▶ **What is being asked**
Starting with the first line below and going on through the line with "35], [22, 38], [22, 54]]", write those lines out again with "walking" changed to "running" and nothing else altered.

▶ **Supplied data**

** Start **

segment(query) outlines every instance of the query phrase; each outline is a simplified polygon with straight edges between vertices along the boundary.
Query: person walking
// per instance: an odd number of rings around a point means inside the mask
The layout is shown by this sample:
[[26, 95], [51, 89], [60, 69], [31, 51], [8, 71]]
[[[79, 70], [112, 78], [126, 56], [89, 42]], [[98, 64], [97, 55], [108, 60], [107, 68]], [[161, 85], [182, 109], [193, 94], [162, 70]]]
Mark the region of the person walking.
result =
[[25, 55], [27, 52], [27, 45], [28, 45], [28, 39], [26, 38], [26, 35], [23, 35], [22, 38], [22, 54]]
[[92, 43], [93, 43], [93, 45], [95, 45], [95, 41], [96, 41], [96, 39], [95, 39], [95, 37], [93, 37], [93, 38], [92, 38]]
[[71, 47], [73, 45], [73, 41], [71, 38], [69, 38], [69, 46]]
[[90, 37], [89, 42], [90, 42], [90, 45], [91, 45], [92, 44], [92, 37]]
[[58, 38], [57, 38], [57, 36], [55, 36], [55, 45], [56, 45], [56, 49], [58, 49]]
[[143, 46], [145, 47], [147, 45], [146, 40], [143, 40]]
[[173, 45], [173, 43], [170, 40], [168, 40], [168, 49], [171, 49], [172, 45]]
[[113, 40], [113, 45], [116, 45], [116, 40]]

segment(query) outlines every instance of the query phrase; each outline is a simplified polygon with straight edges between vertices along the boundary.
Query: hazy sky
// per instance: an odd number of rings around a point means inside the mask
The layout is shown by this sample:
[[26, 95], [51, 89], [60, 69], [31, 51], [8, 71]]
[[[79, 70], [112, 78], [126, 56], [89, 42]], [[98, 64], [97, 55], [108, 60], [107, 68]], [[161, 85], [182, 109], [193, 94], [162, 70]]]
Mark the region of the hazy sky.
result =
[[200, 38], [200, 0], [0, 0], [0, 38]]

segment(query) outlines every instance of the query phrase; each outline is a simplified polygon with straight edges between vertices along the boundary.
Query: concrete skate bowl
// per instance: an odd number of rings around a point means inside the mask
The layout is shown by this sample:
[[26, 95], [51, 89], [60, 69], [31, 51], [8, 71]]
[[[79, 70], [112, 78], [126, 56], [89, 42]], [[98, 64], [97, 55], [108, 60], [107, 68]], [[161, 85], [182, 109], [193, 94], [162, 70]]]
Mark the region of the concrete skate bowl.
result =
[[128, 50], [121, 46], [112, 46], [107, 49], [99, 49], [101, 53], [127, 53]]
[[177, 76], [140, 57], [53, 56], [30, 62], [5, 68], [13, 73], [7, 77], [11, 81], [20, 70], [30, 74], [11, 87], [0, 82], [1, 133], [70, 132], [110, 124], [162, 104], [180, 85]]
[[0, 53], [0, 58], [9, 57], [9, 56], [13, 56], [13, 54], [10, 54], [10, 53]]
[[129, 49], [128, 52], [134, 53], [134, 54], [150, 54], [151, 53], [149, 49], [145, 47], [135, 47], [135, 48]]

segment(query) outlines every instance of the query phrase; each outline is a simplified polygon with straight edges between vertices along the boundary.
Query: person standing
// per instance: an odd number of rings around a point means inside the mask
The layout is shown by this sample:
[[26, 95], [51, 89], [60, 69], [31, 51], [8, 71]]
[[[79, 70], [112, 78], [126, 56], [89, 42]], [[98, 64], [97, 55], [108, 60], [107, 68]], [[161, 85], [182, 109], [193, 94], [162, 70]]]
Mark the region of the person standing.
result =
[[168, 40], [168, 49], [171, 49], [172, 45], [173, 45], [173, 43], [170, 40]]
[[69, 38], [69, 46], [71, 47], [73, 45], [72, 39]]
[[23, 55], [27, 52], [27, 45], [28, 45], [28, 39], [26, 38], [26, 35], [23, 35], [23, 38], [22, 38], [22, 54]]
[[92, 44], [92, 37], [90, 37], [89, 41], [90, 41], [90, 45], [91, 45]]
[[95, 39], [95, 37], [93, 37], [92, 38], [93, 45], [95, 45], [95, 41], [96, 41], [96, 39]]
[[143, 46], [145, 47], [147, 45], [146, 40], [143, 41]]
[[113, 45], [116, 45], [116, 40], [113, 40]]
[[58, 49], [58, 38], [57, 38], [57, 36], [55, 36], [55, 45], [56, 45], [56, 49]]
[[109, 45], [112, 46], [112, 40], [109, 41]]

** End **

▶ **Result of the task**
segment(query) outlines every instance of the query phrase; each outline is a simplified polygon with straight edges between vertices along the boundary.
Query: person running
// per instance: an odd number of rings around a point means inside the mask
The layout is shown by this sample:
[[26, 95], [51, 89], [60, 69], [31, 51], [8, 71]]
[[[79, 70], [112, 78], [126, 56], [89, 42]], [[98, 64], [97, 55], [108, 60], [107, 68]], [[161, 85], [182, 109], [193, 94], [162, 70]]]
Mark the region of the person running.
result =
[[25, 55], [27, 52], [27, 45], [28, 45], [28, 39], [26, 38], [26, 35], [23, 35], [22, 38], [22, 54]]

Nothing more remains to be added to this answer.